_Selected extract_.
Automated Lesion Segmentation of Stroke MRI Using nnU-Net: A Comprehensive External Validation Across Acute and Chronic Lesions

Accurate and generalisable segmentation of stroke lesions from magnetic resonance imaging (MRI) is essential for advancing clinical research, prognostic modelling, and personalised interventions. Although deep learning has improved automated lesion delineation, many existing models are optimised for narrow imaging contexts and generalise poorly to independent datasets, modalities, and stroke stages. Here, we systematically evaluated stroke lesion segmentation using the nnU-Net framework across multiple heterogeneous, publicly available MRI datasets spanning acute and chronic stroke. Models were trained and tested on diffusion-weighted imaging (DWI), fluid-attenuated inversion recovery (FLAIR), and T1-weighted MRI, and evaluated on independent datasets. Across stroke stages, models showed robust generalisation, with segmentation accuracy approaching reported inter-rater reliability. Performance varied with imaging modality and training data characteristics. In acute stroke, DWI-trained models consistently outperformed FLAIR-based models, with only modest gains from multimodal combinations. In chronic stroke, increasing training set size improved performance, with diminishing returns beyond several hundred cases. Lesion volume was a key determinant of accuracy: smaller lesions were harder to segment, and models trained on restricted volume ranges generalised poorly. MRI image quality further constrained generalisability: models trained on lower-quality scans transferred poorly, whereas those trained on higher-quality data generalised well to noisier images. Discrepancies between predictions and reference masks were often attributable to limitations in manual annotations. Together, these findings show that automated lesion segmentation can approach human-level performance while identifying key factors governing generalisability and informing the development of lesion segmentation tools.

Stored data:
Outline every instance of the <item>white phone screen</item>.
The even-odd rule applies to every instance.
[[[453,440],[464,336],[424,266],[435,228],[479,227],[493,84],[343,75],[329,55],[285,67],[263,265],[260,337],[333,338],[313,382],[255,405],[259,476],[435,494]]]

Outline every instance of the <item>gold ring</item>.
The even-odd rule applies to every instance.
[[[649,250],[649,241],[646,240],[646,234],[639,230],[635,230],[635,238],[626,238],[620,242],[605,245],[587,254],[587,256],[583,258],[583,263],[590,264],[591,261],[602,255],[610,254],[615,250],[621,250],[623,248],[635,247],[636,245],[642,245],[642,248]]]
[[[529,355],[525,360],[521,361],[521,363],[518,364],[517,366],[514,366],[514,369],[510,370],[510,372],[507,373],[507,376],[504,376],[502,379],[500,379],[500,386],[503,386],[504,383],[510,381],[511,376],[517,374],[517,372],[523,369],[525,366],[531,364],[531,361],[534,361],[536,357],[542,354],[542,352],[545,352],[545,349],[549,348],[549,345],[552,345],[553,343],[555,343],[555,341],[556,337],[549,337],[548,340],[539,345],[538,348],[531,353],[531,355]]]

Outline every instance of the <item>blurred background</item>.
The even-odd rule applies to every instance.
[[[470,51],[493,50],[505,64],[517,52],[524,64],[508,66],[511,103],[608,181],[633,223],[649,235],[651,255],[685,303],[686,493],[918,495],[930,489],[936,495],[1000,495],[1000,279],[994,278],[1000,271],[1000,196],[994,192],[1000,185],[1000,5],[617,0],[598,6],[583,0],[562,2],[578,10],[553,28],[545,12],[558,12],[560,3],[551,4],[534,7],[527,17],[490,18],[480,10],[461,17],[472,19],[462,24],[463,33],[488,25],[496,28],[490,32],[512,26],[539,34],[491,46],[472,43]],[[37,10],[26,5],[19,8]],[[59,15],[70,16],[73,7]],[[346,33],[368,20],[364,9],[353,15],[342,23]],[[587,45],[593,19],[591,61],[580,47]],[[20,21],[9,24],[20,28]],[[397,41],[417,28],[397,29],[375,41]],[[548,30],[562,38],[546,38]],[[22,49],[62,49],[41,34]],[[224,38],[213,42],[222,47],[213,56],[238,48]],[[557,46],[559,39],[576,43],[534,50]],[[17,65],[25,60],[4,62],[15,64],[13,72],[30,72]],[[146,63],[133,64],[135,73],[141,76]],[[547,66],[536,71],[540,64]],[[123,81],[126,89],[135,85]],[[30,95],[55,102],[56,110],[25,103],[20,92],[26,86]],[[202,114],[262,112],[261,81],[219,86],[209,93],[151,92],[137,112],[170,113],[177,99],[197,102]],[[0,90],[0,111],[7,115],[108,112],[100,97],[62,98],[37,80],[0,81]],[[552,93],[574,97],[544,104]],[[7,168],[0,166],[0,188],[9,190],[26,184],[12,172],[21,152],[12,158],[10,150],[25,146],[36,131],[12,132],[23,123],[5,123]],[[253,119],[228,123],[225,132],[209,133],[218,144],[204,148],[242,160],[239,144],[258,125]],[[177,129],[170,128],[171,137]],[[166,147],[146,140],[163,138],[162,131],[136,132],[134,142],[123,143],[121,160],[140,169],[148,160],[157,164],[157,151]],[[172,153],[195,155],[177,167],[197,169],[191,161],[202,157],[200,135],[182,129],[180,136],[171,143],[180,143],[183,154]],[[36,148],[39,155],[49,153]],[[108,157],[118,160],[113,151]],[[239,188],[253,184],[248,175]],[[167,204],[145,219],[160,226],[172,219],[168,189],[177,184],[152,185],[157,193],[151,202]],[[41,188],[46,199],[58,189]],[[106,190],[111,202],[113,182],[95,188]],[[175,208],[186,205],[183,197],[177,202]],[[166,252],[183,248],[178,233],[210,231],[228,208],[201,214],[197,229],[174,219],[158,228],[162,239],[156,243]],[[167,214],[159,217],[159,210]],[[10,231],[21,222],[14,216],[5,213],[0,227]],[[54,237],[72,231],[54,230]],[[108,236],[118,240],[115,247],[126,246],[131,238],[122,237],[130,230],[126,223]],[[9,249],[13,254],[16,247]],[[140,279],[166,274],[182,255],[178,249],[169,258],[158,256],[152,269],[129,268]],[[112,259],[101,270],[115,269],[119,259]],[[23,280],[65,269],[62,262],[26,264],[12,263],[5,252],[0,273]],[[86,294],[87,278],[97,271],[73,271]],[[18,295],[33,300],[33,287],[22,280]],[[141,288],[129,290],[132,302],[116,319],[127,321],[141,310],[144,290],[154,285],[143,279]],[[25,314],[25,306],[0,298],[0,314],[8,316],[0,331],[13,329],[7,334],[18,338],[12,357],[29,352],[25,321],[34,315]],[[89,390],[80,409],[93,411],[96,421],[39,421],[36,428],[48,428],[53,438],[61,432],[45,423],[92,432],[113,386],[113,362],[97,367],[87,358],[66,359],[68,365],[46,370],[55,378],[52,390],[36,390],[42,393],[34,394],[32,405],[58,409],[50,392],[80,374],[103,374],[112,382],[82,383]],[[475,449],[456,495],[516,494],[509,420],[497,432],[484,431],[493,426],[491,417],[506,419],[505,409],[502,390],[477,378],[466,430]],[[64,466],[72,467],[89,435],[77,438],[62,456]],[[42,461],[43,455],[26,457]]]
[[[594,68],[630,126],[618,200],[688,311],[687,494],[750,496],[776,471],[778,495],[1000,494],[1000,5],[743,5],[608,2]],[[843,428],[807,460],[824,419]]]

_Exercise objective_. List every MRI modality that the stroke lesion segmentation text says the models were trained and tested on.

_Expected answer_.
- Diffusion-weighted imaging (DWI)
- Fluid-attenuated inversion recovery (FLAIR)
- T1-weighted MRI